# [SOURCE]

Marcelle Delpastre est née à Germont (Corrèze), dans une famille de paysans dont le père parlait français et la mère occitan. Son enfance est bercée par les contes et chansons occitanes de ses grands-parents.
Ses premiers écrits – en français – datent de ses douze ans. Marcelle Delpastre réussit son bac puis suit pendant un an les cours de l’École des Arts Décoratifs de Limoges.
Elle revient cependant à la ferme familiale en 1945 et ne la quittera plus jusqu’à sa mort, menant une double vie de paysanne et d’écrivain, cependant qu’elle est le témoin direct de la fin d’un monde économique, social, technologique et aussi linguistique. Mort de la langue, mort du pays qui hante l’œuvre dès les premiers poèmes :
« Anei vers queu país coma aniriatz ad un amic, li borrar sus l’espatla : desvelha-te ! » [J’allai vers ce pays, comme on irait vers un ami, lui taper sur l’épaule : réveille-toi !] Saumes pagans, « Queu país » [Ce pays].

[Extraits de données de cadres de délimitation]
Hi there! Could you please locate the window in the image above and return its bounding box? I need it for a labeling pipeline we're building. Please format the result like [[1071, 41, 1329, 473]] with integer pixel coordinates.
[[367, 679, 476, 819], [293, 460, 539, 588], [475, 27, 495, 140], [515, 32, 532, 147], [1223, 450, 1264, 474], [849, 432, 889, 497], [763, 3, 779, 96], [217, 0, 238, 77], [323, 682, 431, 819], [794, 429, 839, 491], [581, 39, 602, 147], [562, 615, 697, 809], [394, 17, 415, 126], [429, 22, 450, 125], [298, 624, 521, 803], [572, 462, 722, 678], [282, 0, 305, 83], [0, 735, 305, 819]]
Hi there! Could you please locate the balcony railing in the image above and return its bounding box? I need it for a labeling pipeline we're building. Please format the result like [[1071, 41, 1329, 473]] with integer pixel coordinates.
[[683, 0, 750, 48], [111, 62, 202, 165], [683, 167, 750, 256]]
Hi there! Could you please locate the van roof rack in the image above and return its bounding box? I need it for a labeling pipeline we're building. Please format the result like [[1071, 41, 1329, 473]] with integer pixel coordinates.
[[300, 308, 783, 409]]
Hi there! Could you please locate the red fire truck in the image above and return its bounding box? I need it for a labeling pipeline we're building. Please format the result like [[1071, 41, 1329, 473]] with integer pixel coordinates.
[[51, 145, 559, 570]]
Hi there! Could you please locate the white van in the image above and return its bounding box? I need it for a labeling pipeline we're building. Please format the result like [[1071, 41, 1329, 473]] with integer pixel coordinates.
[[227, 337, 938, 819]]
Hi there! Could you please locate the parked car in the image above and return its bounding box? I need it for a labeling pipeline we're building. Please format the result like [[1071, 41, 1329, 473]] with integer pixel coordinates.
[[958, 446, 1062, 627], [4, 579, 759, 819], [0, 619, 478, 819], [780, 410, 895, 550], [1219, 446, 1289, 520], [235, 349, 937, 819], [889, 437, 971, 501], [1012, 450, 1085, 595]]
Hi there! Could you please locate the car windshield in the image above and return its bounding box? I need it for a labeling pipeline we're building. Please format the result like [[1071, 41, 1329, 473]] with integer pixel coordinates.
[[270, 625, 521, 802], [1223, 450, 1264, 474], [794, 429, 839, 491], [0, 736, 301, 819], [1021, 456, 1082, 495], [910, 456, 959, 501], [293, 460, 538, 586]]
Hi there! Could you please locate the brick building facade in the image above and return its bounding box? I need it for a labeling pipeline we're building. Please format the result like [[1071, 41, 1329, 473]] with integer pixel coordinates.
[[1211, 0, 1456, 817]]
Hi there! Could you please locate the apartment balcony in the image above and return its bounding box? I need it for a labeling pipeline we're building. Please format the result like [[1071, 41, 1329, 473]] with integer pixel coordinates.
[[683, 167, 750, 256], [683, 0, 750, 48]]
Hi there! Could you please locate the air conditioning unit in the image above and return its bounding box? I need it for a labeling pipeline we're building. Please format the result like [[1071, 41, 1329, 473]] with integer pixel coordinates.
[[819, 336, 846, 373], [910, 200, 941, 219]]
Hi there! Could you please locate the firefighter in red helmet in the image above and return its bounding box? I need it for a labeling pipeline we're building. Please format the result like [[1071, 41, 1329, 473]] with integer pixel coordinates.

# [TÂCHES À RÉALISER]
1 - Recopiez le passage du texte sur Marcelle Delpastre qui va de « Marcelle Delpastre est » jusqu'à « Décoratifs de Limoges. ».
2 - Comptez les lignes des rangées où figure la chaîne « balcony », puis indiquez uniquement ce nombre.

# [LES RÉPONSES]
1 -
Marcelle Delpastre est née à Germont (Corrèze), dans une famille de paysans dont le père parlait français et la mère occitan. Son enfance est bercée par les contes et chansons occitanes de ses grands-parents.
Ses premiers écrits – en français – datent de ses douze ans. Marcelle Delpastre réussit son bac puis suit pendant un an les cours de l’École des Arts Décoratifs de Limoges.

2 - 2